-- BEGIN Passage provided --

The methodology by which individual property values are arrived at under the contract, and, indeed, in practice was that to establish the unit land value, they took the cost of the building, deducted that from the sales price and arrived at the land value. Several of these land values were then considered by SLF in arriving at and recommending to Kelly a final basic land value for that neighborhood. Of course part and parcel of this process as hereinbefore noted was that Kelly had little or nothing to do with the evaluation process and judgments made in connection with the building evaluations. This had a direct effect on the resulting land value.

This court finds that Kelly did not understand what the computer program was that utilized Marshall Swift in connection with setting of a building values and that the SLF personnel, including the reviewers, made the final judgment decisions having to do with the building values and, also, the economic and topographical features that affected the basic land evaluations.

In addition the evidence produced another problem that Kelly apparently was never aware of, and that was that SLF evaluation process valued all of the properties in the town of Old Saybrook at 90% fair market value. It was upon this valuation that ultimately the 70% assessments were levied. The court finds that Kelly was unaware of this feature of the revaluation process.

-- END Passage provided --
-- BEGIN Information shown --

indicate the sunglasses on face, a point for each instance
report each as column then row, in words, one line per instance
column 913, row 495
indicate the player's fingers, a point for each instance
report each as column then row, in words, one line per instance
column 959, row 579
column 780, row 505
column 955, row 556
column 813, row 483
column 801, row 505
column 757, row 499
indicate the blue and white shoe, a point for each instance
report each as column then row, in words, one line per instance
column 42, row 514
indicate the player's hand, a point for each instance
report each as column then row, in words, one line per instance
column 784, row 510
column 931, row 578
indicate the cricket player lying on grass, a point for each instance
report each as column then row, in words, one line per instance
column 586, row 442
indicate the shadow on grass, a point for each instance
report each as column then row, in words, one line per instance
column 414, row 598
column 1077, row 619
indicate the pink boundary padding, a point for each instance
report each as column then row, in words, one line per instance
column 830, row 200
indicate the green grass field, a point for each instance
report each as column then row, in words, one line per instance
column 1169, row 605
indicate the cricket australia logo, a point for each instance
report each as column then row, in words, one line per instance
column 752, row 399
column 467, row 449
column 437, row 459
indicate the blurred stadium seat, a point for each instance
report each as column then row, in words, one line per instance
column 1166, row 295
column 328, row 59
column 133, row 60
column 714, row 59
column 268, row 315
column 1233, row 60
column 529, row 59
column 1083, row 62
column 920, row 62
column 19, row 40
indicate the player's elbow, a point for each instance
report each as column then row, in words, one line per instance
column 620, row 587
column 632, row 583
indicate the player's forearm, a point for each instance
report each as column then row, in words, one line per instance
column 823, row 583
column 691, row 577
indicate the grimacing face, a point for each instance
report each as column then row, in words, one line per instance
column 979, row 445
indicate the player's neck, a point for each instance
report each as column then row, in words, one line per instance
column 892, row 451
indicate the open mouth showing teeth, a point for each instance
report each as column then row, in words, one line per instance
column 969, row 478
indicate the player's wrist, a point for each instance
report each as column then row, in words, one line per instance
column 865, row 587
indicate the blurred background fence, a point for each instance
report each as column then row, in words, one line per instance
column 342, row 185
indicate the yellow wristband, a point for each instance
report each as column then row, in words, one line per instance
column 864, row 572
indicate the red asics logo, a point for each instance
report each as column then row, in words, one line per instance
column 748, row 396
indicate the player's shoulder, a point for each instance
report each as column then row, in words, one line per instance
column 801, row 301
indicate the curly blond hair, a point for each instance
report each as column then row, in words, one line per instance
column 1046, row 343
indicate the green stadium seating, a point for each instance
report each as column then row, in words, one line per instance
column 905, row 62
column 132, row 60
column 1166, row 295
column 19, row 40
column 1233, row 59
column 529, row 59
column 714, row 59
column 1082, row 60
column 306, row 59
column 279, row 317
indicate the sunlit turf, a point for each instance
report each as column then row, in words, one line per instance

-- END Information shown --

= Set exercise A =
In the passage about the revaluation ruling, replace "Kelly" with "Kelley" and write out the part that begins at the words "This court finds" and stops after "the revaluation process.".
= Set exercise B =
Reproduce the records word for word, starting at their first line and stopping after the line that contains "column 691, row 577".
The records have no connection to the text.

= Exercise response A =
This court finds that Kelley did not understand what the computer program was that utilized Marshall Swift in connection with setting of a building values and that the SLF personnel, including the reviewers, made the final judgment decisions having to do with the building values and, also, the economic and topographical features that affected the basic land evaluations.

In addition the evidence produced another problem that Kelley apparently was never aware of, and that was that SLF evaluation process valued all of the properties in the town of Old Saybrook at 90% fair market value. It was upon this valuation that ultimately the 70% assessments were levied. The court finds that Kelley was unaware of this feature of the revaluation process.

= Exercise response B =
indicate the sunglasses on face, a point for each instance
report each as column then row, in words, one line per instance
column 913, row 495
indicate the player's fingers, a point for each instance
report each as column then row, in words, one line per instance
column 959, row 579
column 780, row 505
column 955, row 556
column 813, row 483
column 801, row 505
column 757, row 499
indicate the blue and white shoe, a point for each instance
report each as column then row, in words, one line per instance
column 42, row 514
indicate the player's hand, a point for each instance
report each as column then row, in words, one line per instance
column 784, row 510
column 931, row 578
indicate the cricket player lying on grass, a point for each instance
report each as column then row, in words, one line per instance
column 586, row 442
indicate the shadow on grass, a point for each instance
report each as column then row, in words, one line per instance
column 414, row 598
column 1077, row 619
indicate the pink boundary padding, a point for each instance
report each as column then row, in words, one line per instance
column 830, row 200
indicate the green grass field, a point for each instance
report each as column then row, in words, one line per instance
column 1169, row 605
indicate the cricket australia logo, a point for each instance
report each as column then row, in words, one line per instance
column 752, row 399
column 467, row 449
column 437, row 459
indicate the blurred stadium seat, a point for each instance
report each as column then row, in words, one line per instance
column 1166, row 295
column 328, row 59
column 133, row 60
column 714, row 59
column 268, row 315
column 1233, row 60
column 529, row 59
column 1083, row 62
column 920, row 62
column 19, row 40
indicate the player's elbow, a point for each instance
report each as column then row, in words, one line per instance
column 620, row 587
column 632, row 583
indicate the player's forearm, a point for each instance
report each as column then row, in words, one line per instance
column 823, row 583
column 691, row 577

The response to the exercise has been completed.